## ОТРЫВОК ИЗ ИСТОЧНИКА

····················

Критерий временных, пространственных или любых других пределов научно-художественного воображения достаточно широк. Он обусловлен, в частности, видом фантазии. Писатель может останавливаться на почти реалистическом изображении тенденций сегодняшнего дня, но тогда он не должен создавать видимость, будто это и есть предел мечты, и он может улететь в сказочную даль, но тогда читатель должен понимать, что перед ним мечта-сказка.

Правда, творчески мыслящий художник может найти некоторые существенные черты коммунистического будущего в нашей социалистической действительности. В отдаленности и детализации фантазии его лимитирует в основном собственный талант, личная способность обобщить представления современников о своем завтра.

Желание общества увидеть облик своего завтрашнего дня неодинаково в разные периоды, но всегда соразмерно потребности развития — она и задает тон мечте. И когда народ хочет заглянуть в свое будущее не только через 10-15 лет, из каких соображений, кроме догматической нетерпимости, можно противопоставлять фантастику дальнюю — ближней?

Что касается ближайшего будущего, то практика показала, что здесь не требуется сюжетной художественной фантастики. С задачей ближайшего прогнозирования едва ли не лучше справляется научно-художественный очерк. Неплохие образцы этого жанра дали В.Захарченко в «Путешествии в завтра» (1952), Б.Ляпунов в книге «Мечте навстречу» (1957), М.Васильев и С.Гущев в «Репортаже из XXI века» (1957), Г.Добров и А.Голян-Никольский в «Веке великих надежд» (1964), И.Лада и О.Писаржевский в «Контурах грядущего» (1965). Такая фантастика может быть художественной по форме, а по методу относится к конкретной прогностике, недавно оформившейся в научную дисциплину.

В художественной же литературе принцип «на грани возможного» привел к довольно скучноватому описательству открытий и изобретений, которые с большой натяжкой можно было назвать фантастическими. И, даже когда на книгу бывал спрос, «почти всегда, по отзывам библиотечных работников, читательское мнение формулировалось так: — Книжка интересная. Только почему она называется научно-фантастической?».[254]

Речь шла о книге Охотникова «Первые дерзания» (1953). Автор, крупный инженер, сумел увлекательно рассказать, как пытливые ребята ремесленники делают первые шаги от неуверенных рационализаторских начинаний к серьезному изобретательству. Но лишь в конце повести они принимаются за свою «звукокопательную» машину, в действительности еще не существующую. А на последней странице взрослые признают, что модель — «весьма примитивная и несовершенная». Фантастики не получилось. Первые дерзания остановились у порога. В сборнике рассказов Охотникова «История одного взрыва» (1953) читатель, интересующийся прикладной физикой, тоже находил пищу своей любознательности, но не воображению.

····················

## ИСХОДНЫЕ ДАННЫЕ
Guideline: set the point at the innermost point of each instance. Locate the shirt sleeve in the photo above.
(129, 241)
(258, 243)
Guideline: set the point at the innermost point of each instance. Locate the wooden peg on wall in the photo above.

····················

## УСЛОВИЕ ЗАДАНИЯ
Перепишите отрывок о научной фантастике от слов «Критерий временных, пространственных» до слов «о своем завтра.» включительно, переименовав «Писатель» в «Литератор». Опирайтесь только на отрывок.

## ИТОГ УПРАЖНЕНИЯ
Критерий временных, пространственных или любых других пределов научно-художественного воображения достаточно широк. Он обусловлен, в частности, видом фантазии. Литератор может останавливаться на почти реалистическом изображении тенденций сегодняшнего дня, но тогда он не должен создавать видимость, будто это и есть предел мечты, и он может улететь в сказочную даль, но тогда читатель должен понимать, что перед ним мечта-сказка.

Правда, творчески мыслящий художник может найти некоторые существенные черты коммунистического будущего в нашей социалистической действительности. В отдаленности и детализации фантазии его лимитирует в основном собственный талант, личная способность обобщить представления современников о своем завтра.